◆ THE INPUT:

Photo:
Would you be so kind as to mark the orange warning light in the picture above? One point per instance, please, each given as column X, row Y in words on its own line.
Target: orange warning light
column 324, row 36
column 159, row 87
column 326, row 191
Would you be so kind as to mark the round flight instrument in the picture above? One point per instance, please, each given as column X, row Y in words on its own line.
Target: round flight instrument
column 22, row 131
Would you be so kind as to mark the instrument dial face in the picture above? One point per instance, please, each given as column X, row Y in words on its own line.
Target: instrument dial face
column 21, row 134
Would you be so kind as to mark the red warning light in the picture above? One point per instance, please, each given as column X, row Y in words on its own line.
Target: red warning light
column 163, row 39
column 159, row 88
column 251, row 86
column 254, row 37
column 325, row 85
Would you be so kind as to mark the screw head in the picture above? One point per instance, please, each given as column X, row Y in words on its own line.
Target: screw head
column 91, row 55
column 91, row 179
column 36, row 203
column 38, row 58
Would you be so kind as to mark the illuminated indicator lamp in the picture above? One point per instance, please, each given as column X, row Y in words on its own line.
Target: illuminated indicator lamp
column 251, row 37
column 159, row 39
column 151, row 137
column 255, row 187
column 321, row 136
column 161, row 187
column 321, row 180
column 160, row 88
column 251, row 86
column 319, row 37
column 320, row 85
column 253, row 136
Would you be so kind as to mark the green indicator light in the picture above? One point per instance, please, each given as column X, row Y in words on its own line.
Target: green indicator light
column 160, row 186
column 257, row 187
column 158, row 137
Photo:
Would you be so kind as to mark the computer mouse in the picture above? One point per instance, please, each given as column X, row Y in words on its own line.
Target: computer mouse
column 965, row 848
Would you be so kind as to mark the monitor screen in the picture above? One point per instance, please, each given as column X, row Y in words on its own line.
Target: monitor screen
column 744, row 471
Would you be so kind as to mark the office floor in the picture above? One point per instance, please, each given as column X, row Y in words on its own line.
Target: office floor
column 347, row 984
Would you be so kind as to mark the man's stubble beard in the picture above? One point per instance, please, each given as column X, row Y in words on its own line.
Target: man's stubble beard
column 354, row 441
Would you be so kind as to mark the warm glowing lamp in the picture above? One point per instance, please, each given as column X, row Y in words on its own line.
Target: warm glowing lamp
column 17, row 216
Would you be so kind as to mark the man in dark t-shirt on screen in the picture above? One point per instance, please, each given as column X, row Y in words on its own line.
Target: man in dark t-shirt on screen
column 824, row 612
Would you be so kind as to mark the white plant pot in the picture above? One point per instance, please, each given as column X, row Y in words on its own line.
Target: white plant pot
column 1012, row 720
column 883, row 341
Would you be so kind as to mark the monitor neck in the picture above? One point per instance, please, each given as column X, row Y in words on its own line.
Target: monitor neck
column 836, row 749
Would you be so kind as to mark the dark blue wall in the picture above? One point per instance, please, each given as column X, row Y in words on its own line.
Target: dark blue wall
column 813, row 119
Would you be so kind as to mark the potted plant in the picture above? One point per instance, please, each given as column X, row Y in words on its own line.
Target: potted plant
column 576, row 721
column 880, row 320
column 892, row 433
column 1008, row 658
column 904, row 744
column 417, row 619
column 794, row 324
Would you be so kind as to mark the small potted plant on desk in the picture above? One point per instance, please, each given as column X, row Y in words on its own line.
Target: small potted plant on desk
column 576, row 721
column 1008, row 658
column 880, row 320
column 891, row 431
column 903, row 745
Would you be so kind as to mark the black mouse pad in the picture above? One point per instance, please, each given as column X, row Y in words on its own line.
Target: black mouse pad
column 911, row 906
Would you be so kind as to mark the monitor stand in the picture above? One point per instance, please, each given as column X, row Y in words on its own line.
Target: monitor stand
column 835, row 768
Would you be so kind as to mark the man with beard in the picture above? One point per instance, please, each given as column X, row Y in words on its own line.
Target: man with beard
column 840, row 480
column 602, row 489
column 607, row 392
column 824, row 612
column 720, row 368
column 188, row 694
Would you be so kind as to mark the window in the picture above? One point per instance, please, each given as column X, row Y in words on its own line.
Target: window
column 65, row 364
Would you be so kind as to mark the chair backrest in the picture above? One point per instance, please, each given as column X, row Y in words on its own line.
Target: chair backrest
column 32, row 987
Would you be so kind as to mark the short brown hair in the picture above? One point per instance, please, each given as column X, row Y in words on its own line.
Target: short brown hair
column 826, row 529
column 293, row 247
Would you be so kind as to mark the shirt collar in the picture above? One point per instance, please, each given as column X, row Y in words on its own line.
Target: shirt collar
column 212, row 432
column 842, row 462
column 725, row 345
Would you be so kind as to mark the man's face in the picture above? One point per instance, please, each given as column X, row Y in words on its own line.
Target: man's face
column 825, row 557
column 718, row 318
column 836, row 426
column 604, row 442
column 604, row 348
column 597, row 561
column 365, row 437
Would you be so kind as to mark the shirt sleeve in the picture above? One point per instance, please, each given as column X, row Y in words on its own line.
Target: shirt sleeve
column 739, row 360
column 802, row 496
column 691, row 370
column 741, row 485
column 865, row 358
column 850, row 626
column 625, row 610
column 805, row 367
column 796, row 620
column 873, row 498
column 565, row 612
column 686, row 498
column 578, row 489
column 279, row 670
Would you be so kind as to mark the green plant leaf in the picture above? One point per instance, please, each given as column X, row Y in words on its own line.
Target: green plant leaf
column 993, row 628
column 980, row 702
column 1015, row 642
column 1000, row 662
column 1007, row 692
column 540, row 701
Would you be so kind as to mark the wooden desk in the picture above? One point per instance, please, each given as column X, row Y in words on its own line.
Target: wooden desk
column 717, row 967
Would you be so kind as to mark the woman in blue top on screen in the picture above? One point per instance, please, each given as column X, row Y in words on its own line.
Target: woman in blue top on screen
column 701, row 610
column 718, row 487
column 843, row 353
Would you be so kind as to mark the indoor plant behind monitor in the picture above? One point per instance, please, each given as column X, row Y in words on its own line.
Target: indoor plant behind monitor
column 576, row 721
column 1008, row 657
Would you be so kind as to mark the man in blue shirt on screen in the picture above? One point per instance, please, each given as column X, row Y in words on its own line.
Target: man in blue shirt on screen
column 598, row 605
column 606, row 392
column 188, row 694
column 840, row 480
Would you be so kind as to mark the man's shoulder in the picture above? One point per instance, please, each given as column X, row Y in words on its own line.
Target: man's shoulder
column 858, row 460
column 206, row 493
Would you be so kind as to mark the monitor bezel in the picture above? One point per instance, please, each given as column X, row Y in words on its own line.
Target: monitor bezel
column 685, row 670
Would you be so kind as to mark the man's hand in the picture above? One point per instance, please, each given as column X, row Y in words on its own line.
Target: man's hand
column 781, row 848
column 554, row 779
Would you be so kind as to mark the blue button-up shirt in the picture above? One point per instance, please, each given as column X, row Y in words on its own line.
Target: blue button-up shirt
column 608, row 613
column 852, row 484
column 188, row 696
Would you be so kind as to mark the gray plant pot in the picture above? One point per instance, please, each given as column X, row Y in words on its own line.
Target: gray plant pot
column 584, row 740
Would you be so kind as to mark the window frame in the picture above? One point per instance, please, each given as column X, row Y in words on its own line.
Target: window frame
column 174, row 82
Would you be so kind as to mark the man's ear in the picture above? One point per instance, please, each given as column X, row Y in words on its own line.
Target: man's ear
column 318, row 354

◆ WORK TO DO:
Repeat all the rows above word for word and in the same order, leaving none out.

◆ RESPONSE:
Photo:
Would you be so kind as to mark the orange warning light in the picture above? One point per instance, please, each given as column X, row Y in words on its own line.
Target: orange warning light
column 324, row 36
column 159, row 87
column 326, row 191
Would you be so kind as to mark the round flight instrument in the picture above? One point per instance, please, each given as column X, row Y in words on its own line.
Target: round flight instrument
column 22, row 131
Would you be so kind as to mark the instrument dial face in the picture above? One point per instance, please, each given as column X, row Y in words on its own line.
Target: instrument dial face
column 21, row 134
Would you be so kind as to mark the red warning light in the picture above? One point per instance, please, each given as column X, row Y in words on its own line.
Target: red warning light
column 163, row 39
column 159, row 88
column 251, row 86
column 254, row 37
column 325, row 85
Would you be so kind as to mark the screw head in the picture above? One point per instance, please, each given as column X, row Y in words on its own line.
Target: screw head
column 91, row 55
column 91, row 179
column 36, row 203
column 38, row 58
Would you be so kind as to mark the illuminated indicator lamp in the picture above? One point per instance, please, each given as column X, row Y in words on its own line.
Target: illuminated indicator lamp
column 251, row 37
column 159, row 39
column 151, row 137
column 255, row 187
column 321, row 136
column 161, row 187
column 321, row 180
column 160, row 88
column 251, row 86
column 319, row 37
column 320, row 85
column 253, row 136
Would you be so kind as to mark the green indicator light in the picture above? One point per instance, please, each given as column X, row Y in words on its own line.
Target: green indicator light
column 160, row 186
column 257, row 187
column 158, row 137
Photo:
Would you be so kind as to mark the computer mouse in the picture above? One point per instance, please, each given as column X, row Y in words on its own line.
Target: computer mouse
column 965, row 848
Would you be so kind as to mark the monitor screen in the picture above? One point per instance, please, each given as column X, row Y in words on its own line.
Target: monitor screen
column 744, row 471
Would you be so kind as to mark the office floor in the picture above? One point per instance, please, each given as column X, row Y in words on its own line.
Target: office floor
column 347, row 984
Would you be so kind as to mark the man's stubble beard in the picture above? One point per instance, please, each given as column X, row Y in words on its own line.
Target: man's stubble beard
column 354, row 441
Would you be so kind as to mark the warm glowing lamp in the picture above? One point per instance, please, each given as column X, row Y in words on its own line.
Target: warm glowing lamp
column 17, row 216
Would you be so kind as to mark the man in dark t-shirt on screen in the picture above? One point per instance, please, each given as column X, row Y in words on its own line.
Target: man in dark t-shirt on screen
column 824, row 612
Would you be so kind as to mark the white plant pot in the picture above? One point per instance, please, each given as column X, row Y in words on its own line.
Target: white plant pot
column 1012, row 720
column 883, row 341
Would you be so kind as to mark the monitor neck in the picture above? One point per instance, please, each given as column X, row Y in words on its own line.
Target: monitor neck
column 836, row 749
Would you be so kind as to mark the dark blue wall in the picture above? One point per instance, please, each given as column X, row Y in words on its own line.
Target: dark blue wall
column 813, row 119
Would you be so kind as to mark the potted plant in the picture above? One point per instance, please, each given as column X, row Y in words on its own line.
Target: potted plant
column 576, row 721
column 880, row 320
column 892, row 433
column 1008, row 658
column 904, row 744
column 417, row 619
column 794, row 324
Would you be so kind as to mark the small potted plant on desk in the picture above? One point per instance, please, each given as column X, row Y in words on its own line.
Target: small potted plant on desk
column 576, row 721
column 1008, row 658
column 880, row 320
column 891, row 431
column 903, row 745
Would you be so kind as to mark the black mouse pad in the picture above? One point per instance, please, each given as column X, row Y in words on its own line.
Target: black mouse pad
column 911, row 906
Would you be so kind as to mark the monitor stand in the picture above? One point per instance, please, each given as column X, row Y in words on its own line.
Target: monitor stand
column 835, row 768
Would you be so kind as to mark the man with beard in the picture above? One point per instance, please, each given as column X, row Y in words on its own line.
Target: man with beard
column 840, row 480
column 602, row 489
column 607, row 392
column 824, row 612
column 720, row 368
column 188, row 694
Would you be so kind as to mark the window in the picture above? One point per instance, please, each given as column X, row Y in words on its own line.
Target: window
column 65, row 364
Would you be so kind as to mark the chair backrest in the picture above? One point per instance, please, each given as column X, row Y in words on its own line.
Target: chair backrest
column 32, row 987
Would you be so kind as to mark the short brown hair in the picture above? One point per instance, please, each given as column X, row Y in words on its own line.
Target: short brown hair
column 826, row 529
column 293, row 247
Would you be so kind as to mark the shirt collar in the picture above? One point per instance, please, each given as column X, row Y in words on its own line.
Target: shirt collar
column 212, row 432
column 842, row 462
column 725, row 345
Would you be so kind as to mark the man's face in the picture above? One point per instance, please, each given as column X, row Y in words on its own line.
Target: man's face
column 825, row 557
column 718, row 318
column 836, row 426
column 604, row 442
column 604, row 348
column 597, row 561
column 365, row 437
Would you be so kind as to mark the shirt sleeve in the picture above? One point per instance, please, each given as column X, row Y in words on its own line.
Target: shirt sleeve
column 739, row 360
column 802, row 496
column 691, row 370
column 741, row 485
column 865, row 358
column 850, row 626
column 625, row 610
column 805, row 367
column 796, row 620
column 873, row 498
column 565, row 612
column 686, row 498
column 578, row 489
column 279, row 670
Would you be so kind as to mark the green plant leaf in the picture above? One point per instance, please, each given as column X, row Y in words on its own line.
Target: green plant leaf
column 993, row 628
column 980, row 702
column 1015, row 642
column 1000, row 662
column 1007, row 692
column 540, row 701
Would you be so kind as to mark the wooden desk in the picture above? One point per instance, please, each given as column X, row Y in words on its own line.
Target: wooden desk
column 717, row 967
Would you be so kind as to mark the woman in blue top on screen in the picture above? One point per instance, please, each given as column X, row Y in words on its own line.
Target: woman in blue top on screen
column 701, row 610
column 718, row 487
column 843, row 353
Would you be so kind as to mark the indoor plant behind monitor in the picture above? One point per instance, please, each given as column X, row Y in words on its own line.
Target: indoor plant behind monitor
column 576, row 721
column 1008, row 657
Would you be so kind as to mark the man in blue shirt on screen in the picture above? One point per instance, please, each given as column X, row Y in words on its own line.
Target: man in blue shirt on screen
column 598, row 605
column 606, row 392
column 188, row 694
column 840, row 480
Would you be so kind as to mark the man's shoulder in the picture above? One point per instance, please, each given as column X, row Y in words on its own line.
Target: man's shoulder
column 858, row 460
column 206, row 493
Would you be so kind as to mark the monitor bezel in the picture above? One point per instance, please, each given as column X, row Y in words on its own line.
Target: monitor bezel
column 685, row 670
Would you be so kind as to mark the man's hand in the picture above? One point per instance, please, each given as column X, row Y in words on its own line.
Target: man's hand
column 781, row 848
column 554, row 779
Would you be so kind as to mark the blue button-up shirt in the picture above? One point per instance, please, each given as column X, row Y in words on its own line.
Target: blue button-up shirt
column 608, row 613
column 852, row 484
column 188, row 696
Would you be so kind as to mark the gray plant pot in the picture above? One point per instance, please, each given as column X, row Y in words on its own line.
Target: gray plant pot
column 584, row 740
Would you be so kind as to mark the window frame in the picture above? One point per instance, please, each given as column X, row Y in words on its own line.
Target: window frame
column 174, row 82
Would you be so kind as to mark the man's ear in the picture above? One point per instance, please, each given as column X, row Y in words on its own line.
Target: man's ear
column 318, row 354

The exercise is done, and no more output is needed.